• Activity:
Leave the images aside and copy out the whole listing, exact to the word.

• Records provided:
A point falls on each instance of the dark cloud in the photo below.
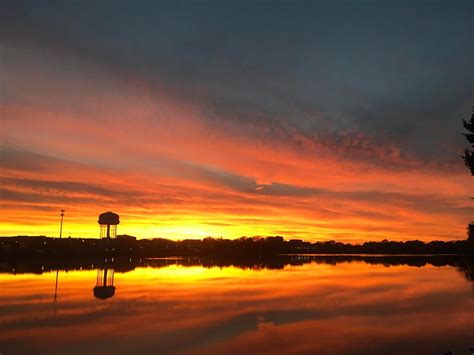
(399, 74)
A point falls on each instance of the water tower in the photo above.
(104, 287)
(108, 225)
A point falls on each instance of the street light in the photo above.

• Task answer:
A point falls on each instance of the dark cloud in the photo below.
(399, 74)
A point falls on each instance of the water tower in the photo above.
(104, 287)
(108, 225)
A point falls on each instance of the street light in the photo above.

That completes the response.